▶ [WHAT THE EXERCISE ASKS] Using the entries below, output exactly the line containing "Exercise. Pin every instance of the red flower" and all lines that follow it to the end.

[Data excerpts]
::::
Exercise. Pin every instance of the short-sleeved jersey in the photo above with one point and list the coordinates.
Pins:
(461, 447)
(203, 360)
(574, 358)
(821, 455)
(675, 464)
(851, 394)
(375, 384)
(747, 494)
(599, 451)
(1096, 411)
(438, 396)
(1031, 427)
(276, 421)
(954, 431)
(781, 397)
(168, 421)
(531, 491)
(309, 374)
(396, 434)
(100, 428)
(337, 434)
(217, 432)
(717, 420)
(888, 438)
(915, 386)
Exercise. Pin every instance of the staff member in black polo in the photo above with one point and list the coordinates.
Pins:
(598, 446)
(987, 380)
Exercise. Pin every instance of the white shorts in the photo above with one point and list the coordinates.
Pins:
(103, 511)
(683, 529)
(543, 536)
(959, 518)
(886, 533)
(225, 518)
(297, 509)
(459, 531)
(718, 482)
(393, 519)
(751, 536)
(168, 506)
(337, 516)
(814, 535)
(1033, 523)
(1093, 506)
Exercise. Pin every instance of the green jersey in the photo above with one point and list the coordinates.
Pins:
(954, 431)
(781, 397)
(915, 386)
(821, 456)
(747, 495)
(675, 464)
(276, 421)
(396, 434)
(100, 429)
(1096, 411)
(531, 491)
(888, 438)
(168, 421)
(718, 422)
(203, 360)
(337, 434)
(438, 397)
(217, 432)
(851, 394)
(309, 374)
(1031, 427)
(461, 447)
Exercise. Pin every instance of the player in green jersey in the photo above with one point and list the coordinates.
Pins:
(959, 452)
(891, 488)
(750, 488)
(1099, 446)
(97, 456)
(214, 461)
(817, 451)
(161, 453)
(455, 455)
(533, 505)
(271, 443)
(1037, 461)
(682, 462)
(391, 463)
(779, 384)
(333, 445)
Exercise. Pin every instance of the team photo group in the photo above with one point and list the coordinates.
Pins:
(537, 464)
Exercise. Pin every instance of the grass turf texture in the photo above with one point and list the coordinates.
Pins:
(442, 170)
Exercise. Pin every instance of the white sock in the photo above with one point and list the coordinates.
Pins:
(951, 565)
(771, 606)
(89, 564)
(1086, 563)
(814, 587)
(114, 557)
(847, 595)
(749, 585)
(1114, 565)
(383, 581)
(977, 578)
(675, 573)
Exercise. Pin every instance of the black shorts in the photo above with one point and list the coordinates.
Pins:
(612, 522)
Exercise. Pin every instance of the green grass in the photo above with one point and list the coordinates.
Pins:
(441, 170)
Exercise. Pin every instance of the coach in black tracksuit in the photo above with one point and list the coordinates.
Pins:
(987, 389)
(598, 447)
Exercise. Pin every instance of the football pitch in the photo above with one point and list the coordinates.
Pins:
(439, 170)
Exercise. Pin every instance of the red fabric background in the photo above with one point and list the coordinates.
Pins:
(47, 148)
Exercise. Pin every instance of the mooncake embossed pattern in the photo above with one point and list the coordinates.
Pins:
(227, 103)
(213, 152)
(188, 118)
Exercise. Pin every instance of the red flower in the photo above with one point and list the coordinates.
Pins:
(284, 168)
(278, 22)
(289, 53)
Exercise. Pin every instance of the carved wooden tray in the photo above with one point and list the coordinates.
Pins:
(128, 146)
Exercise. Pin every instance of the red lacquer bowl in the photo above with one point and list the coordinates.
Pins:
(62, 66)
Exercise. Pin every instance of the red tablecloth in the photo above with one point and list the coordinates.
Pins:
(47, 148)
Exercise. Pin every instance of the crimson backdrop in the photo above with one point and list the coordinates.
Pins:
::::
▶ [TASK SOLUTION]
Exercise. Pin every instance of the red flower in the photo above with one point and list the coordinates.
Pins:
(284, 168)
(278, 22)
(289, 53)
Exercise. Pin every instance of the carved wooden tray in the photo above with one point and list the coordinates.
Pins:
(128, 146)
Exercise. Pin every instance of the red lacquer bowl in the photo above with one point and list the coordinates.
Pins:
(62, 66)
Exercise. Pin every instance of the red tablecloth in the photo above with one point and list the coordinates.
Pins:
(47, 148)
Exercise. Pin every instance of the crimson backdrop in the photo above with one point and list the coordinates.
Pins:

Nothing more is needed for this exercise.